EXERCISE PROMPT — Collect every line below that contains the word "mountain", and copy each one in full. Case counts, so a line matches only if the letters share the same case.

EXCERPTED DATA —
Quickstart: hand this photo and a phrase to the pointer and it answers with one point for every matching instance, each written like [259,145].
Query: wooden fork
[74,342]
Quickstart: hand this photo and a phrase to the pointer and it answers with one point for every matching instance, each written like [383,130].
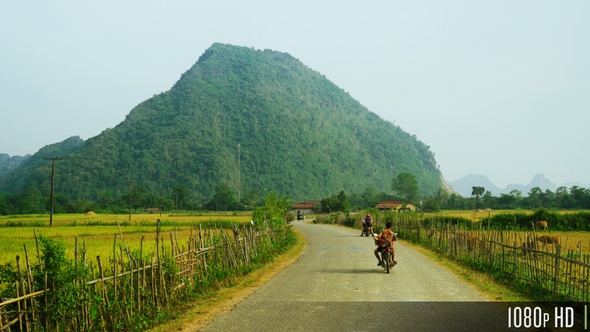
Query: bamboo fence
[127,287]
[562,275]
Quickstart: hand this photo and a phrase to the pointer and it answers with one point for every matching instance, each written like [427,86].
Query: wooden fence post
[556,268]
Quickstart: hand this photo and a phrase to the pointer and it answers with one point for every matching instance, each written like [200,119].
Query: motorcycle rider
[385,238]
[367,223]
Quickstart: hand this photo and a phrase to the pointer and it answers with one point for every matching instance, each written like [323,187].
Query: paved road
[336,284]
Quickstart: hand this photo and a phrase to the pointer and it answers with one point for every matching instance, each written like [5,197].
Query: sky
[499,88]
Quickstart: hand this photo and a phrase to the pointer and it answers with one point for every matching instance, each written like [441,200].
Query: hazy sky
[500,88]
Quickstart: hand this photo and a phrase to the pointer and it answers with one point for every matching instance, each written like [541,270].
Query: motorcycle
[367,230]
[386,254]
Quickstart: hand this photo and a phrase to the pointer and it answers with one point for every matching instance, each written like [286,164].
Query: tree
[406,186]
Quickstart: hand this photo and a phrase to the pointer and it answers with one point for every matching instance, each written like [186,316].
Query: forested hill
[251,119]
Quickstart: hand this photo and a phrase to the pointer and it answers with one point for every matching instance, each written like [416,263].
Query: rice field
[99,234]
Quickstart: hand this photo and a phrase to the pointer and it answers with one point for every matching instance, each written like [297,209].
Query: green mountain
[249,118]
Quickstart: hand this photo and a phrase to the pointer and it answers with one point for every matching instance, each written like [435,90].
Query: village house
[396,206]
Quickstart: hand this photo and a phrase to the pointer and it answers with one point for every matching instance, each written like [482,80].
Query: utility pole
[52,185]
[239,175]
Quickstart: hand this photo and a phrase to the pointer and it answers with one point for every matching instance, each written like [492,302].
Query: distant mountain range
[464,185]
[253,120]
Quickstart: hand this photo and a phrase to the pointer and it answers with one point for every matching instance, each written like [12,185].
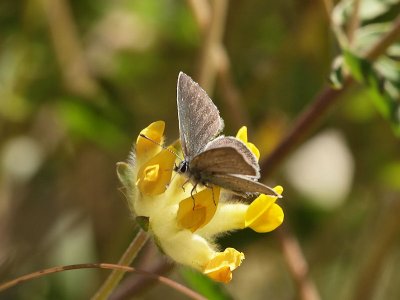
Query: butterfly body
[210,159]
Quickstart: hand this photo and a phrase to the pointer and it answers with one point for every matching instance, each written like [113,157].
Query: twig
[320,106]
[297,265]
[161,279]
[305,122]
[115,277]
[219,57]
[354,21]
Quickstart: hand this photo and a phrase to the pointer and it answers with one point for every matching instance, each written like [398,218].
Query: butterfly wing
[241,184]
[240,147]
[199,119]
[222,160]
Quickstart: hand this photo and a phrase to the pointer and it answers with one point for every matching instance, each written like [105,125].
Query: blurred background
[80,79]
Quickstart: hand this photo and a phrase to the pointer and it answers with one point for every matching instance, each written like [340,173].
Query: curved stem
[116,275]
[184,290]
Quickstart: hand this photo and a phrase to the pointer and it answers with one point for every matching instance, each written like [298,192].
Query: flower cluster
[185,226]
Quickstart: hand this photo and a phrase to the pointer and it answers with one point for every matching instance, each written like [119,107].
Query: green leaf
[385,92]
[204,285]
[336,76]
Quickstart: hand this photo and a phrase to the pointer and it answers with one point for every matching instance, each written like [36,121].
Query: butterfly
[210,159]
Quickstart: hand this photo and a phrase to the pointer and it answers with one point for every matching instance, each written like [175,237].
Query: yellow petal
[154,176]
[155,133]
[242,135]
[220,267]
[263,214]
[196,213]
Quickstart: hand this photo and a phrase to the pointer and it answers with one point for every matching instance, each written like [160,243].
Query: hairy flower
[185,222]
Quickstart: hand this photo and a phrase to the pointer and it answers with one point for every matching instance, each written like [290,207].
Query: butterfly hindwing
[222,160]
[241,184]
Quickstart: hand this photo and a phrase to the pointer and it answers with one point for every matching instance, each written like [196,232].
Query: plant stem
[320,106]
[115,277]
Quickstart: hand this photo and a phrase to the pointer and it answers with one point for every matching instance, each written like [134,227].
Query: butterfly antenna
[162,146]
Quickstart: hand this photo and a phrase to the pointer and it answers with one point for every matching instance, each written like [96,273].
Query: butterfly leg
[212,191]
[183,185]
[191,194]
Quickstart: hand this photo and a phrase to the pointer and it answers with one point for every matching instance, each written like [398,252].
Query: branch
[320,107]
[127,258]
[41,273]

* * *

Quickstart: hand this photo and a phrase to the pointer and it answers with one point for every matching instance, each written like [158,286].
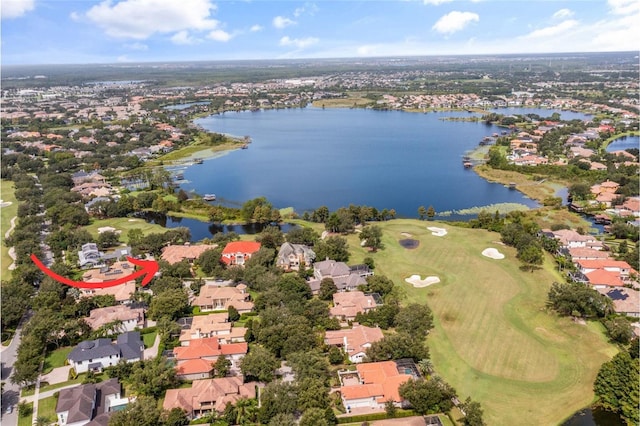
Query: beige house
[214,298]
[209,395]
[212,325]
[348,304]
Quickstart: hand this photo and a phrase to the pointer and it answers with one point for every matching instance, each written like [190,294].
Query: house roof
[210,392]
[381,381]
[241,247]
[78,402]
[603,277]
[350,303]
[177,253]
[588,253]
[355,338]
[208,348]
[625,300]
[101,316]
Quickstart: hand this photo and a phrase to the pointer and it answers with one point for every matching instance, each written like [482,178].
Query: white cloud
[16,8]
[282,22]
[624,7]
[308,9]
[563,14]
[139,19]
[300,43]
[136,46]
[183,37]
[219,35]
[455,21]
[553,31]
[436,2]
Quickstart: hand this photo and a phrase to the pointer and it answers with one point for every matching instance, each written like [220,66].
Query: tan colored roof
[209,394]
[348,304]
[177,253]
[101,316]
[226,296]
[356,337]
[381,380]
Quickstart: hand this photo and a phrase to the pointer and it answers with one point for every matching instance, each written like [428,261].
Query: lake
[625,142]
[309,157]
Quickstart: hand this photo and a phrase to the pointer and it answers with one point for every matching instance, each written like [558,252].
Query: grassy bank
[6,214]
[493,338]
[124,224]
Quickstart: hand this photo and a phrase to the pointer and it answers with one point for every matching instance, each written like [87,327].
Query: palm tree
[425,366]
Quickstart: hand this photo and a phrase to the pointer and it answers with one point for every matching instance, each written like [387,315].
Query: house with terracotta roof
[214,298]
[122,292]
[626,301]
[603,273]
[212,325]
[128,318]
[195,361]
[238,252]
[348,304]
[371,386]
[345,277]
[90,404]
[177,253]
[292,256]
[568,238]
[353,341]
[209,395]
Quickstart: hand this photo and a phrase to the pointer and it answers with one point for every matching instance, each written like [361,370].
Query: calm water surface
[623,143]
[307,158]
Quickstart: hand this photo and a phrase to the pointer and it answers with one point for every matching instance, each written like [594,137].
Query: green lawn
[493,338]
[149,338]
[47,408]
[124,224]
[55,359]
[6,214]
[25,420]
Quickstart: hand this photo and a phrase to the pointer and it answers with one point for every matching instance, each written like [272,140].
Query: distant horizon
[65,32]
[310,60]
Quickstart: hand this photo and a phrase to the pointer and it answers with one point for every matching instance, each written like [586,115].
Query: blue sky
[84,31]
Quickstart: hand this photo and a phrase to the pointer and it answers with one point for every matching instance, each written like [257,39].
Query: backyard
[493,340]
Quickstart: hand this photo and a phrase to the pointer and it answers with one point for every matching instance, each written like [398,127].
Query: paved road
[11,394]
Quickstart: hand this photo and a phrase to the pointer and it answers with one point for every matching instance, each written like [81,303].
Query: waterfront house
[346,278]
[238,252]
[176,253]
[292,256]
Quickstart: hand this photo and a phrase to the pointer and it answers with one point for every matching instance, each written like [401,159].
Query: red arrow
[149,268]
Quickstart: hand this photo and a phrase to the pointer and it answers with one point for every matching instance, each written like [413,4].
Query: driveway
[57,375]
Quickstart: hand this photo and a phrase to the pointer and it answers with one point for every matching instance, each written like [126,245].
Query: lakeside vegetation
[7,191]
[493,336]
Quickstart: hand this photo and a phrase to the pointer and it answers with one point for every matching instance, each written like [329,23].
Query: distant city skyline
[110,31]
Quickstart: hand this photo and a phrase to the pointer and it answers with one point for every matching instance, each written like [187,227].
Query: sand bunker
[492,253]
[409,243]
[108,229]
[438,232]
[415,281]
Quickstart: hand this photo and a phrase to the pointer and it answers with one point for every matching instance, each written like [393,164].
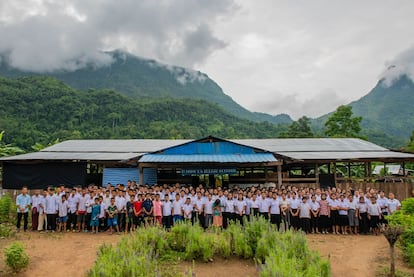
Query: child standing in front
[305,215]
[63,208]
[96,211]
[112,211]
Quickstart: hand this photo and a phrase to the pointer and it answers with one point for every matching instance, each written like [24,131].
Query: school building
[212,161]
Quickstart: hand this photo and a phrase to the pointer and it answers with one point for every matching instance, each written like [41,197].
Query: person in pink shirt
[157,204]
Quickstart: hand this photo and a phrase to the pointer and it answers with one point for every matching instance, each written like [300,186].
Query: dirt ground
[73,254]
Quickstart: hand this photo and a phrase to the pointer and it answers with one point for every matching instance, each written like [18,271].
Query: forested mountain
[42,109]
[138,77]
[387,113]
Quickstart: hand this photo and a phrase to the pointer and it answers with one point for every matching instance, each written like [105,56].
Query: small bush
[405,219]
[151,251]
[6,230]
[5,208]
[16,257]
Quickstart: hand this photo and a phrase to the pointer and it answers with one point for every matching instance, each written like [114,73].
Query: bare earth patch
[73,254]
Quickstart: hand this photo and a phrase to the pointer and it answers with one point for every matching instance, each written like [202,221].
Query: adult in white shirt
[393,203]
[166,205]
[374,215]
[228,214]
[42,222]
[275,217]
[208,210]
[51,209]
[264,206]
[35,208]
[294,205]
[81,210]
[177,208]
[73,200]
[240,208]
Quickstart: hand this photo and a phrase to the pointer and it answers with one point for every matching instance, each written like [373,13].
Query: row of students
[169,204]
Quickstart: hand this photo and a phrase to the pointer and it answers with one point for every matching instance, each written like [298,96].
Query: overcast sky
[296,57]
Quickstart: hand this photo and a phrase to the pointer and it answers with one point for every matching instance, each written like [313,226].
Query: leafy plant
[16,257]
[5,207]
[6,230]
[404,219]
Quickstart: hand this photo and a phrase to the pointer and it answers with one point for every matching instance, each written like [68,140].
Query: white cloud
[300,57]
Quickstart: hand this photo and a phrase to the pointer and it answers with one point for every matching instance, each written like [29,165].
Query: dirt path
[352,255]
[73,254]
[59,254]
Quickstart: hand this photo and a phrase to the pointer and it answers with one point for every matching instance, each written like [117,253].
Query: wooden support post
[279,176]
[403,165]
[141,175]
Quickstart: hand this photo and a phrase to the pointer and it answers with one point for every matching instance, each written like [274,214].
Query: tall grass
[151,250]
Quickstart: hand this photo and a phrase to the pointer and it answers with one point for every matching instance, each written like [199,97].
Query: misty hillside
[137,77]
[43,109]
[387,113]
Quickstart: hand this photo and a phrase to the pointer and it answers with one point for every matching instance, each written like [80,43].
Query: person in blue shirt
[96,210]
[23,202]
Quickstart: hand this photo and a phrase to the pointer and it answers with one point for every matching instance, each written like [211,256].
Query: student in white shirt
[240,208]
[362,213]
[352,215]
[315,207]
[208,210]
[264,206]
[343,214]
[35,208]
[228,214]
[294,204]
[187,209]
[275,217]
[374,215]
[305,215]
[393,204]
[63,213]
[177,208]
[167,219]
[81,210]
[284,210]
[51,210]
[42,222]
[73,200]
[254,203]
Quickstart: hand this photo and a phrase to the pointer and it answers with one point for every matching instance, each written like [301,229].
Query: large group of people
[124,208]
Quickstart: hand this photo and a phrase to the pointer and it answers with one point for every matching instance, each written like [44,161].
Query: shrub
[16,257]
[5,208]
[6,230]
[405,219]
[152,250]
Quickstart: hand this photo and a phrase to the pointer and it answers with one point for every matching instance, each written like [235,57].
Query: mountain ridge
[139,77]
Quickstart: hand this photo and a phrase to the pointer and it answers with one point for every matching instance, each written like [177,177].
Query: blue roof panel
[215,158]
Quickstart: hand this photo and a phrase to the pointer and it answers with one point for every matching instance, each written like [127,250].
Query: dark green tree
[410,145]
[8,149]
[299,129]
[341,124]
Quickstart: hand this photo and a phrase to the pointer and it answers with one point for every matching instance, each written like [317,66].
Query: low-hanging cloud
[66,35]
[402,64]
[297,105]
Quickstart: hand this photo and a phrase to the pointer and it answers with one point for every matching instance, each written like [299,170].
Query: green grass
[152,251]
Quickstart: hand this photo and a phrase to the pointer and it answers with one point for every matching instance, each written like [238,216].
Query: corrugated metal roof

* * *

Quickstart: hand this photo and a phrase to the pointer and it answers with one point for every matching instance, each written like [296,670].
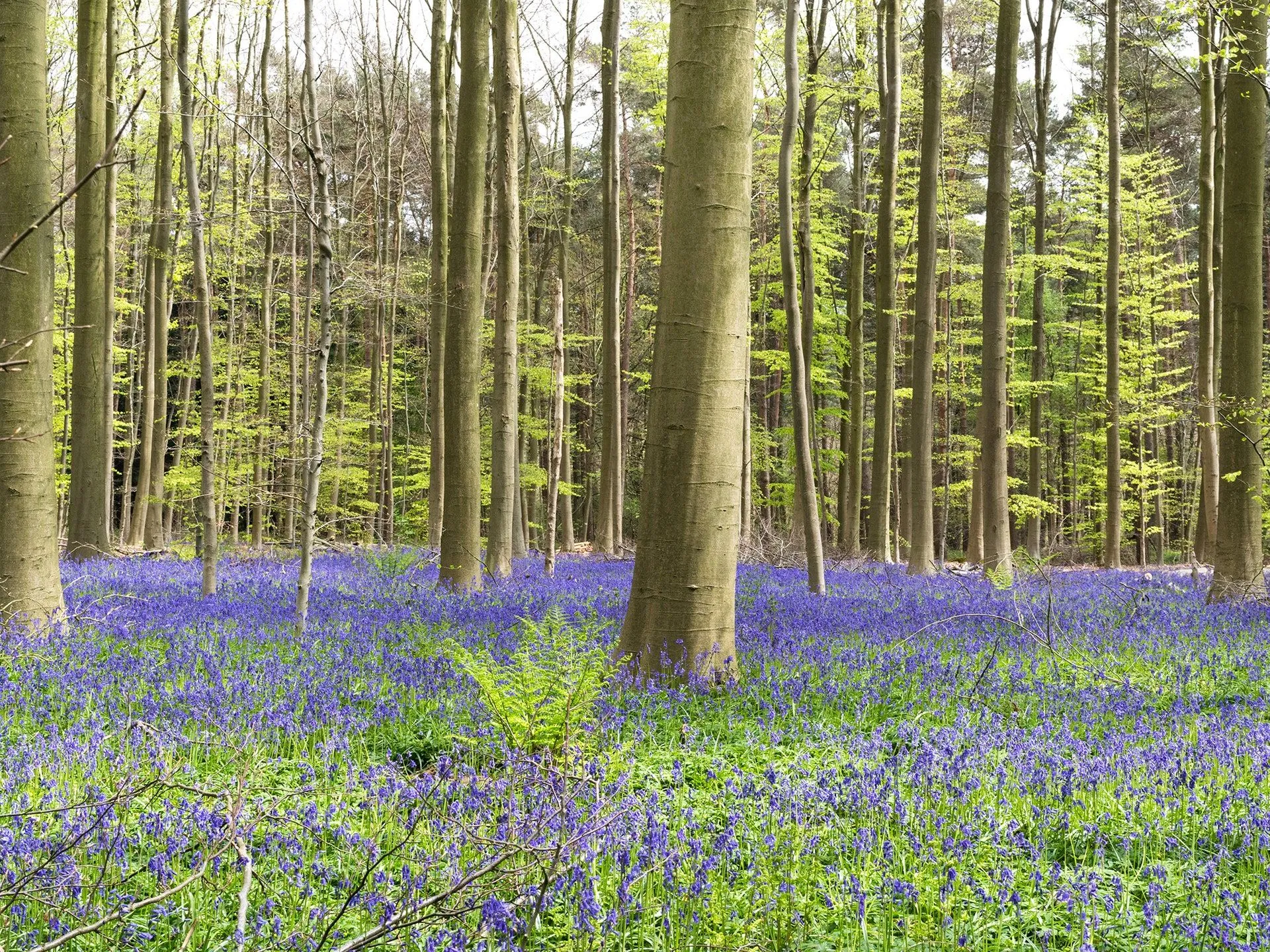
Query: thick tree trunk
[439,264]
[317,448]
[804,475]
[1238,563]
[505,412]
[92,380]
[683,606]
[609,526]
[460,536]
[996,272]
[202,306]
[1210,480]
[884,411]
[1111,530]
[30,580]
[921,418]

THE OUTPUT —
Query: green mountain
Query: distant mountain range
Query: forested mountain
Query: mountain ridge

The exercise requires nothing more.